(Activity): Pick up the forum discussion about compromised compilers and write its next part, starting right after its final sentence.

BEGIN Text excerpt

I don't care where your compiler's AST tree or code generation is. For any compromised program (including a compiler) all I need to do is to monitor the files it generates (patch file_open), for any executable output files, patch its main entry point and add in a payload.
When a compromised compiler is generating your compiler, it will patch your compiler's entry point and add in an extra payload. When your compiler compiles another compiler, it will do the same thing, and so to any other programs it generates.
In the wise words of capitalists: show me the money. No one is going to develop some software to prove a point for an argument in an internet forum. You put up the money to commission a project with the ongoing rate and I'll show you the code.
I'm not wasting money to try to prove an improvable point.
It's very easy to play "specialist" and come up with theoretical scenarios, like the idiots that think it's possible to attack git using SHA1 collisions
In the purely theoretical sense, RSA is also broken, since you "only" need to gather a lot of computers to factor a key.
It's also every easy to make an empty one-liner, especially borrowing from some authority to make it appear important.
If you are not willing to waste money on proving a point, why would you expect me to waste substantial effort to write code to prove my point to you?
And if you are not willing to put money behind your statement, your one-liner talking point is exactly what it says, "talk is cheap."
I at least put in the effort to build detail case to rebut the previous comment poster's point and showed how it can be done. If you think my point was wrong, build a detail case to rebut it. Then we can have a meaningful discussion; otherwise, it's just cheap empty talk.

END Text excerpt
BEGIN Data for review

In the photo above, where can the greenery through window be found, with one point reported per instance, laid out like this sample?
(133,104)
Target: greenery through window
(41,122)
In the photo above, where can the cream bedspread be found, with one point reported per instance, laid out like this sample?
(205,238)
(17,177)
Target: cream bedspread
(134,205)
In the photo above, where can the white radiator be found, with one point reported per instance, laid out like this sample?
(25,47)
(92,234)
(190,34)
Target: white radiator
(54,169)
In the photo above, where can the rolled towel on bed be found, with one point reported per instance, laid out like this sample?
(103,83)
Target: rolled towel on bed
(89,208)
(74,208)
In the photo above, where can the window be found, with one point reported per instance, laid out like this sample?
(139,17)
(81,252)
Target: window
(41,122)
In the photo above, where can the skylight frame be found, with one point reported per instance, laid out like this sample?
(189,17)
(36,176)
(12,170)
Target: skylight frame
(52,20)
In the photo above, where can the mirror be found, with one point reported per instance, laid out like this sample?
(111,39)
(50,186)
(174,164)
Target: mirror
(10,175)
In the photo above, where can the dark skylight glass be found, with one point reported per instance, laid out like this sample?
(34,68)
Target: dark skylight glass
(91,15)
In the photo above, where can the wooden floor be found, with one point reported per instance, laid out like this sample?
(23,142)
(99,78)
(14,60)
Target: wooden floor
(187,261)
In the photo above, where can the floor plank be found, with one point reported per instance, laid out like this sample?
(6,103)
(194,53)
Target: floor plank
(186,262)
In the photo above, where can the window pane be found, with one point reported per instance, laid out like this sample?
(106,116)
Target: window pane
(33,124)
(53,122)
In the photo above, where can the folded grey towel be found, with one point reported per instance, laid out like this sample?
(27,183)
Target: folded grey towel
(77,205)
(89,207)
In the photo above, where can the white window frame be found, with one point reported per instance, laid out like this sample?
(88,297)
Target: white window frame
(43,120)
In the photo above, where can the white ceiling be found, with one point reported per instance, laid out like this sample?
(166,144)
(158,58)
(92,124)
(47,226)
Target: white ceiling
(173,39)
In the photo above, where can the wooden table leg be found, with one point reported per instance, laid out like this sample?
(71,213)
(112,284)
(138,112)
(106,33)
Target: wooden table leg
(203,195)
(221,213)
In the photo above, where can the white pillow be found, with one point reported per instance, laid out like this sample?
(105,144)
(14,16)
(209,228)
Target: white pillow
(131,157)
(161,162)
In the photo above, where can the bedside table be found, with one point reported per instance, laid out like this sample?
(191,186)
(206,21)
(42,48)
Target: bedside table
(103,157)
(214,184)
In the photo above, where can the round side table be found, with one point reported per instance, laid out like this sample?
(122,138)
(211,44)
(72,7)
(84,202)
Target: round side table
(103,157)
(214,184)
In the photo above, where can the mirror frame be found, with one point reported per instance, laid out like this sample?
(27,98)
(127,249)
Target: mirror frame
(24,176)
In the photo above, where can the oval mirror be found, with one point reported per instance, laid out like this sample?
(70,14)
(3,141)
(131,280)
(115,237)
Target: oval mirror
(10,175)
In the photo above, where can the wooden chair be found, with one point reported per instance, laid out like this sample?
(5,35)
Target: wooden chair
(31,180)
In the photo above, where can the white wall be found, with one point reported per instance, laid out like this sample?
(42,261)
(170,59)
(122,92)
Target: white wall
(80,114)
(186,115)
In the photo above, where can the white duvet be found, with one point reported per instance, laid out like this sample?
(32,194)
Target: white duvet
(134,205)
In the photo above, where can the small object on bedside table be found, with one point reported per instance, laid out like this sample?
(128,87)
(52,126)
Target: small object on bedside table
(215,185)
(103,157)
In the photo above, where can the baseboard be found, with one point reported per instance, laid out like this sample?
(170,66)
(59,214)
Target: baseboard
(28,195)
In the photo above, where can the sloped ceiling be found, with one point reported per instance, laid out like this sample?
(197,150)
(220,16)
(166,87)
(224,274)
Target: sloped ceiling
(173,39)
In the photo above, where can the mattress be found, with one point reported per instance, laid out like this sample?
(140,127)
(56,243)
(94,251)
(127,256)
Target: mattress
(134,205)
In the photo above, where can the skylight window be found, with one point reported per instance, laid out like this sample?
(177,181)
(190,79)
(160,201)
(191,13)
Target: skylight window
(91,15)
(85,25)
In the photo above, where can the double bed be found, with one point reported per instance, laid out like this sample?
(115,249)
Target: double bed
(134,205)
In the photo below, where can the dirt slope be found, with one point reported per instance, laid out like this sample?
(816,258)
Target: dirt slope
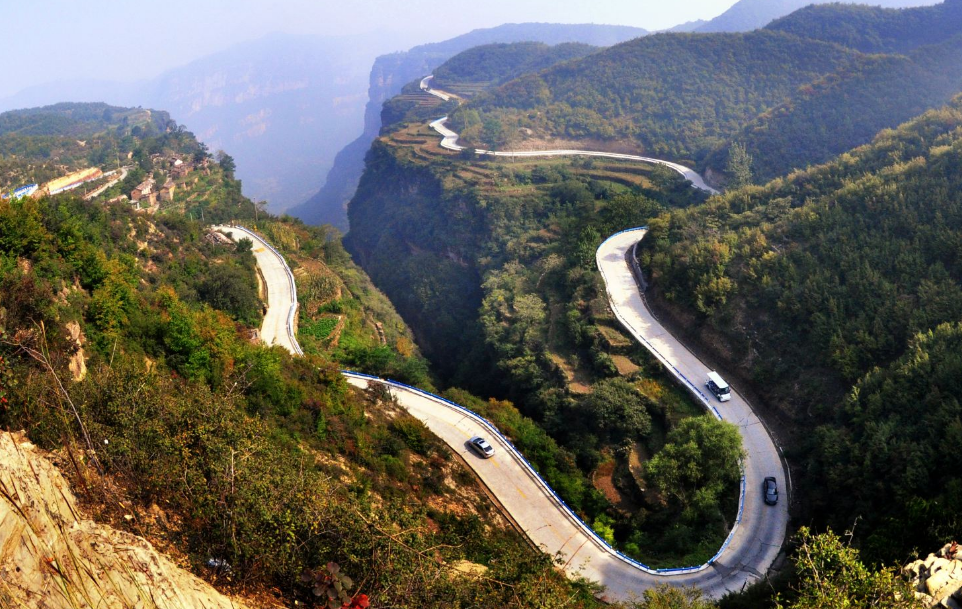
(51,557)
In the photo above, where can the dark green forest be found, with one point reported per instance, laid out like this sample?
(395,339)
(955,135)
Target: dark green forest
(920,70)
(854,264)
(269,462)
(496,64)
(670,95)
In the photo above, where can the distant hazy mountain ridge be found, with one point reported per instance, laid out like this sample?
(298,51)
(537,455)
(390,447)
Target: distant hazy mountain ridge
(748,15)
(391,72)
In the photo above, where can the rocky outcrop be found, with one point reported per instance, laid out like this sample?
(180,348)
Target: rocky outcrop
(938,578)
(52,557)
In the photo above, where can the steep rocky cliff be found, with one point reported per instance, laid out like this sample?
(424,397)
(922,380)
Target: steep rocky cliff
(938,578)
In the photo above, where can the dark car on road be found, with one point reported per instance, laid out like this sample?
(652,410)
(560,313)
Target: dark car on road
(481,446)
(771,490)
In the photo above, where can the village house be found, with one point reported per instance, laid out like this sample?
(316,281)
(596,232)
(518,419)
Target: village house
(179,169)
(167,191)
(144,190)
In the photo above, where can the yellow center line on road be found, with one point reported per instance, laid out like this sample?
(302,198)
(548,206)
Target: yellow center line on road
(520,492)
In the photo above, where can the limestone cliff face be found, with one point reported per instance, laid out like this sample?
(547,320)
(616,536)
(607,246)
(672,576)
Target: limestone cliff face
(938,578)
(51,556)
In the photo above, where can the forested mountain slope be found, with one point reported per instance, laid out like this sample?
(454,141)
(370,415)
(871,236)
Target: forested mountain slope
(669,95)
(747,15)
(849,107)
(836,276)
(392,72)
(873,29)
(128,345)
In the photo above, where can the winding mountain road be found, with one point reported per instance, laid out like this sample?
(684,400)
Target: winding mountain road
(449,141)
(279,326)
(759,531)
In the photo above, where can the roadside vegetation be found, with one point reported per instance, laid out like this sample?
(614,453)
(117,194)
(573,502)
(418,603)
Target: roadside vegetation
(126,347)
(503,292)
(855,265)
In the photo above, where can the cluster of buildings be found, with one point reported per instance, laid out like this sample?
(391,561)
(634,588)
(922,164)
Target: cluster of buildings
(57,186)
(148,194)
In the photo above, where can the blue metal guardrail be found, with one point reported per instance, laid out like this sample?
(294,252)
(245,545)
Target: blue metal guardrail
(515,452)
(290,278)
(688,384)
(546,487)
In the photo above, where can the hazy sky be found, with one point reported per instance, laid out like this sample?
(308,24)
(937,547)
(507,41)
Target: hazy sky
(50,40)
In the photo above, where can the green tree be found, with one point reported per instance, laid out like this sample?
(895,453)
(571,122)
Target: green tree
(226,163)
(672,597)
(831,574)
(231,288)
(700,458)
(739,166)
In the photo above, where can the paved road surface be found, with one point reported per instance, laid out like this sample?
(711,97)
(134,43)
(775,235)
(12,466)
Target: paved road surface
(449,141)
(278,326)
(754,543)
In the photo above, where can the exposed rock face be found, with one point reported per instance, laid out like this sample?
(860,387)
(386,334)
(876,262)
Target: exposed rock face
(938,578)
(78,362)
(52,557)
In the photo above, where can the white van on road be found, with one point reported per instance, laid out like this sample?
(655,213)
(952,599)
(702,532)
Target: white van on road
(719,387)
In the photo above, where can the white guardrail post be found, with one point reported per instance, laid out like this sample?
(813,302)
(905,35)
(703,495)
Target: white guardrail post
(290,277)
(449,140)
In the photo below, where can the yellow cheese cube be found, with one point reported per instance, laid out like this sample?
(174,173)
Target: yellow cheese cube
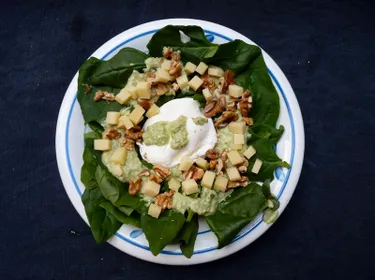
(182,81)
(119,156)
(144,90)
(113,118)
(154,110)
(237,127)
(151,189)
(215,72)
(233,174)
(185,164)
(190,68)
(154,210)
(257,165)
(221,183)
(123,96)
(235,158)
(124,121)
(174,184)
(208,179)
(202,163)
(237,147)
(102,144)
(238,138)
(166,65)
(235,91)
(207,94)
(201,68)
(249,152)
(195,83)
(190,186)
(162,76)
(136,115)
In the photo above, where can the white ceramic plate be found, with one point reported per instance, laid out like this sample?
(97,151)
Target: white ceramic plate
(69,149)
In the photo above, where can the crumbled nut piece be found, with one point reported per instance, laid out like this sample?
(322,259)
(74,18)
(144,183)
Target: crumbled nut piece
(165,200)
(213,154)
(111,133)
(162,171)
(128,144)
(226,118)
(135,186)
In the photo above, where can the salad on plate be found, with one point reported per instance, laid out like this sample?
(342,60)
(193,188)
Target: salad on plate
(182,133)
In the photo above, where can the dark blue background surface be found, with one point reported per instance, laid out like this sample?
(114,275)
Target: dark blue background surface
(325,48)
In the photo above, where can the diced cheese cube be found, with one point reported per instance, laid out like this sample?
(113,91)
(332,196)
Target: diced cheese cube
(190,186)
(166,65)
(238,138)
(124,121)
(136,115)
(221,183)
(235,91)
(186,163)
(154,110)
(154,210)
(202,163)
(249,152)
(162,76)
(233,174)
(237,147)
(207,94)
(119,156)
(257,165)
(195,83)
(102,144)
(151,189)
(201,68)
(123,96)
(113,117)
(237,127)
(174,184)
(235,158)
(215,72)
(182,81)
(208,179)
(190,68)
(144,90)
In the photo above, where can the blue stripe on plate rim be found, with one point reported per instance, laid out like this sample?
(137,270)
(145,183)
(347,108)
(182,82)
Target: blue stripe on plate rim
(258,222)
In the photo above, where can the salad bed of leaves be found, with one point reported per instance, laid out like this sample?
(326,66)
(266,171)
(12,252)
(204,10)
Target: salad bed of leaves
(107,202)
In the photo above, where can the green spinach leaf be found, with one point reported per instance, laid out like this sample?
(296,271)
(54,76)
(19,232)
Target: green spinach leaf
(236,212)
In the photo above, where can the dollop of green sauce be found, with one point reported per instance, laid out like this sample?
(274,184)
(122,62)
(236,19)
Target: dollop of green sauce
(200,120)
(156,134)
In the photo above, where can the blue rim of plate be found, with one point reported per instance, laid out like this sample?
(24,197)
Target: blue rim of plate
(258,222)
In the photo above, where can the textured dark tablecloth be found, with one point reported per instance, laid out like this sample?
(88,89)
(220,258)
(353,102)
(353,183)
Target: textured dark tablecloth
(325,48)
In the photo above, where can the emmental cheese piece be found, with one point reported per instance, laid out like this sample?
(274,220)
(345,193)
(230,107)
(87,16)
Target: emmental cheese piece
(151,189)
(136,115)
(190,68)
(154,210)
(195,83)
(201,68)
(119,156)
(249,152)
(221,183)
(233,174)
(237,127)
(235,158)
(235,91)
(208,179)
(113,118)
(190,186)
(257,165)
(144,90)
(102,144)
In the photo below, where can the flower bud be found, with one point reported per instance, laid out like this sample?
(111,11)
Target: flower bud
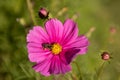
(43,13)
(105,56)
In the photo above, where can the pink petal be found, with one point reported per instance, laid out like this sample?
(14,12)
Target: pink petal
(65,68)
(70,32)
(80,42)
(38,57)
(44,66)
(57,66)
(83,50)
(70,54)
(54,29)
(37,35)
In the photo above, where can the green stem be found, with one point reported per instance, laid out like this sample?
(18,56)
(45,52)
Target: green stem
(80,75)
(30,8)
(100,70)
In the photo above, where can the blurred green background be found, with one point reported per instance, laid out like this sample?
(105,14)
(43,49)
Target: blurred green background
(98,19)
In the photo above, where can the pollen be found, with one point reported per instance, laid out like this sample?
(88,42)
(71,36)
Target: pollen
(56,48)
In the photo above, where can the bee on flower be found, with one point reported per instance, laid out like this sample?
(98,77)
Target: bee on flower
(54,47)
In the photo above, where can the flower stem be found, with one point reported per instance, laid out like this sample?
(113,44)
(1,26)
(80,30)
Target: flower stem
(100,70)
(30,8)
(80,75)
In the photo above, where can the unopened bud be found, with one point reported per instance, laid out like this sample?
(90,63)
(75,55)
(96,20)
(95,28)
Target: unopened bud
(43,13)
(105,56)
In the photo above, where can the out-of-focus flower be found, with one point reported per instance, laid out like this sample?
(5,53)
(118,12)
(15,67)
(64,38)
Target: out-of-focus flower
(105,56)
(113,30)
(43,13)
(55,46)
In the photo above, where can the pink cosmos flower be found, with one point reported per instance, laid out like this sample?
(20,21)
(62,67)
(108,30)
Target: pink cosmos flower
(55,46)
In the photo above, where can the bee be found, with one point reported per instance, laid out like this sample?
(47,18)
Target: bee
(47,46)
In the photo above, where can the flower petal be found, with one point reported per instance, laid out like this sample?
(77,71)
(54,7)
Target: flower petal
(57,66)
(70,32)
(70,54)
(44,66)
(81,41)
(54,29)
(37,35)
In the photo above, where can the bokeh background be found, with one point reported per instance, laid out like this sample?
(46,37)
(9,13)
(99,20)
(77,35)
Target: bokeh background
(97,19)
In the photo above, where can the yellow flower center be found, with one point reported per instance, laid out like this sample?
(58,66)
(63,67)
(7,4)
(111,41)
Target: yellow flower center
(56,48)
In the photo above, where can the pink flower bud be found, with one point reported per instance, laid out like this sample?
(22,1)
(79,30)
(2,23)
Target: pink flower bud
(105,56)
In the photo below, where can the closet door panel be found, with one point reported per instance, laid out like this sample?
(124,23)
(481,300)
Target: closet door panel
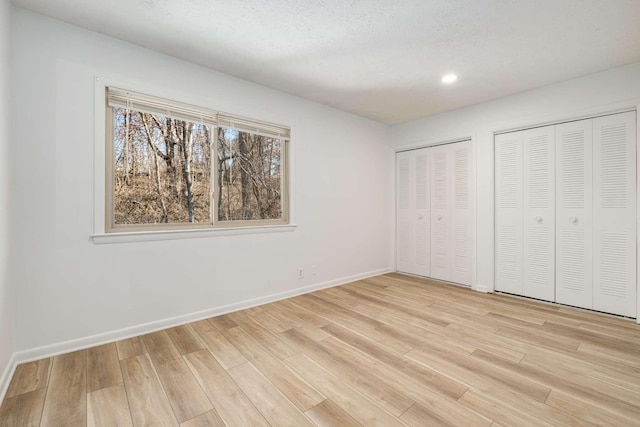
(404,213)
(509,212)
(574,213)
(539,213)
(422,257)
(614,237)
(462,221)
(441,238)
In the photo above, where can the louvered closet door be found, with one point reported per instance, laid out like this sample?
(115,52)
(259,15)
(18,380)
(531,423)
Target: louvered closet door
(574,213)
(539,213)
(421,214)
(412,210)
(441,191)
(462,221)
(614,216)
(509,212)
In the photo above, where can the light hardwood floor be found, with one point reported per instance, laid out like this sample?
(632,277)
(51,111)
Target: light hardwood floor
(390,350)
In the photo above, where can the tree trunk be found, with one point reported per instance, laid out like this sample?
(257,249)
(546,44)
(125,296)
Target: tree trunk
(220,176)
(187,144)
(170,141)
(165,216)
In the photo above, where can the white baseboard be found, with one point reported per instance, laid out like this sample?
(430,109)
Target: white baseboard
(5,379)
(108,337)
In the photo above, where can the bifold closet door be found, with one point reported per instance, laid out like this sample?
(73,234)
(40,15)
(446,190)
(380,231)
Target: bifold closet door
(614,214)
(539,213)
(412,210)
(525,213)
(462,221)
(574,213)
(451,222)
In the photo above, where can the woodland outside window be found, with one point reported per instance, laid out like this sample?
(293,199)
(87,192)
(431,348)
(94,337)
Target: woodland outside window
(172,166)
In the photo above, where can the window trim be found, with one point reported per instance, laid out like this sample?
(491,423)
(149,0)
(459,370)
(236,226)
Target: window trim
(106,232)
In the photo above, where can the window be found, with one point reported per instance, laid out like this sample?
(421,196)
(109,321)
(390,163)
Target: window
(172,166)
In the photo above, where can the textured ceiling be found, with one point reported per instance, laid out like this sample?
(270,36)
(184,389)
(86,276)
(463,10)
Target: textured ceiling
(381,59)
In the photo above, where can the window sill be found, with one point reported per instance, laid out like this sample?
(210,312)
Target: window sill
(149,236)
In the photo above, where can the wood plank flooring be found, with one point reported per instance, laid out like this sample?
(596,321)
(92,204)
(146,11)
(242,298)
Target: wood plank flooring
(392,350)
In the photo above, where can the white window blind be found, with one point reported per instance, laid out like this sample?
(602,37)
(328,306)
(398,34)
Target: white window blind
(149,104)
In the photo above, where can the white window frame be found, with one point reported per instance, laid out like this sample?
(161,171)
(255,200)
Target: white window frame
(103,231)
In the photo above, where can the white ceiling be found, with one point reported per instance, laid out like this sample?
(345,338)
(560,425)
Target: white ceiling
(381,59)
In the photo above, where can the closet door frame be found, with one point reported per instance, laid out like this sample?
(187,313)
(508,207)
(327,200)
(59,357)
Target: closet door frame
(472,196)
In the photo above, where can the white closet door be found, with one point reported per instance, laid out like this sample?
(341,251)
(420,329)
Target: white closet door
(404,213)
(539,213)
(412,210)
(614,216)
(574,213)
(422,257)
(509,212)
(461,210)
(441,191)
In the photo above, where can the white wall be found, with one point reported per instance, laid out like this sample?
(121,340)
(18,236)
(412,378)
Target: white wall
(602,92)
(6,295)
(70,289)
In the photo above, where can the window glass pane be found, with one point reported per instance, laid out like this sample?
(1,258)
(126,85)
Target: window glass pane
(249,174)
(161,169)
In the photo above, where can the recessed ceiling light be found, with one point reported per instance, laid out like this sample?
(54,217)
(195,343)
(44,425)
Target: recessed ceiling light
(449,78)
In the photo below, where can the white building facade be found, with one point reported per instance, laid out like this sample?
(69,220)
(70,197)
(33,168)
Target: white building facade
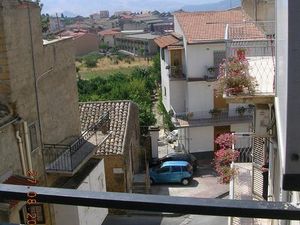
(189,68)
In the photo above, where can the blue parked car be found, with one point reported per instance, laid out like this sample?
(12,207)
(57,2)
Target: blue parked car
(172,172)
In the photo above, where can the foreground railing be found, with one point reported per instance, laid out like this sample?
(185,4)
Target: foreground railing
(156,203)
(215,115)
(61,157)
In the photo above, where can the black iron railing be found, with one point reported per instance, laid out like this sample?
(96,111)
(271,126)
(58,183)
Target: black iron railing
(156,203)
(214,116)
(65,158)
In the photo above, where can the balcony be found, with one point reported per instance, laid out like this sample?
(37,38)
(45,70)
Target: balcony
(176,73)
(67,159)
(259,55)
(209,118)
(249,183)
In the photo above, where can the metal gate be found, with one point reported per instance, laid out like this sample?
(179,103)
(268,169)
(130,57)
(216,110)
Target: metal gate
(259,160)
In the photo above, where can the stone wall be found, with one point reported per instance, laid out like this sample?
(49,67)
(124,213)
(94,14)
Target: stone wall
(36,82)
(115,173)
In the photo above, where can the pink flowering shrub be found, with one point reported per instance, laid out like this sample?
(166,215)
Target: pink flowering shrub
(224,157)
(224,140)
(234,77)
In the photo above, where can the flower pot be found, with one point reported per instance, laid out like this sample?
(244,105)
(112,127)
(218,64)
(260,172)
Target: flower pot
(234,91)
(241,54)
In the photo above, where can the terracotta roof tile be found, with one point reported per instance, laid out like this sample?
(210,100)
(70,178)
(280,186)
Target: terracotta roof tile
(165,41)
(90,112)
(109,32)
(209,26)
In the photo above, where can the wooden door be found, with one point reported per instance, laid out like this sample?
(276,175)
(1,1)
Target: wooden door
(220,130)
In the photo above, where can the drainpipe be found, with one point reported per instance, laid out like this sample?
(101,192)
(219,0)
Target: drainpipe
(21,152)
(27,144)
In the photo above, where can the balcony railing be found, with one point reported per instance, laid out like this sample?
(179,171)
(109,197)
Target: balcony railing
(63,158)
(257,40)
(176,72)
(154,203)
(206,118)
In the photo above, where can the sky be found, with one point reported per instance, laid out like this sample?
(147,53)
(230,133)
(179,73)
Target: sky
(87,7)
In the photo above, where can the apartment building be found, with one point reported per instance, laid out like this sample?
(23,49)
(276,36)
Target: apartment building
(190,58)
(40,129)
(104,13)
(272,171)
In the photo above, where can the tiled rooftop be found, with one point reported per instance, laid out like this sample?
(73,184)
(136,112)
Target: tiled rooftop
(165,41)
(90,112)
(211,26)
(109,32)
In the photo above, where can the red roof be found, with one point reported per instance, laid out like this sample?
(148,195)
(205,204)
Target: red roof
(165,41)
(210,26)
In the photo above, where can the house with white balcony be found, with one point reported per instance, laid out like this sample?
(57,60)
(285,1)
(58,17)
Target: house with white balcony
(271,170)
(190,60)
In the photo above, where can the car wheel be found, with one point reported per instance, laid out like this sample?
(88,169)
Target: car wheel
(185,181)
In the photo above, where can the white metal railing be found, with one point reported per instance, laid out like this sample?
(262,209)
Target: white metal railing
(257,40)
(214,114)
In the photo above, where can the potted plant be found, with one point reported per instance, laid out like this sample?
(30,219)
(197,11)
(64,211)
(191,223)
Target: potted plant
(215,112)
(211,70)
(224,156)
(234,77)
(240,110)
(189,115)
(241,53)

END Data for review

(Task result):
BTW, what I talked about was not theoretical. That's how viruses are written. You don't have to believe me, but again it's not my job to convince everyone.
It makes secure use of git a pain in the ass. You can't do even fetch objects from a source that isn't fully trusted, because they could override objects from a trusted repo.
I'm pretty sure you're wrong. Sometimes an argument is stronger motivation than money. Also sometimes better than money: knowledge, friendship, one-upping random comments, passion, aspiration, etc. Linus wrote Linux basically for reasons you say wouldn't motivate anyone to write code.
Look. I wasn't making a universal statement. My reply was specifically aiming your GP, whose smartass statement appealing to authority added nothing to the discussion. His statement embodies exactly what he is saying, "talk is cheap." And he wanted me to put in substantial effort for his one-liner? I wanted him to put some skin of his own in the game. Put up the money to make a point that his statement is not just cheap talk.
The good thing about his analysis: It has all the information you need to reproduce it and form your own conclusion. So even if he was working for the NSA, by following his steps, you will either come to the same result or not.
Well then, what and why are the differences? I mean, if there's an arbitrary data block somewhere, then the "matching disassembly" can have wildly different behavior by simply copying & executing parts of that block.
I can't wait until the source audit uncovers a funny little subroutine that loads the certificate from the .EXE, decodes the public key into RAM, and then starts executing it. :)
edit: not that this seems like a realistic method of injecting malicious code. If you could get away with that in an open source project, you could probably get away with just hiding the malicious code in the app directly.
I got an impression from the article that disassembly was what he did to explain the binary differences that remained AFTER he corrected for timestamps/certificates/etc.
Your impression was wrong. He showed all of the differences in the screenshots. That's how few there were. Not a single bit of the code portions was different. Only a handful of metadata bytes, plus appended certificate.
The disassembly was only there to be cute and emphasize the point.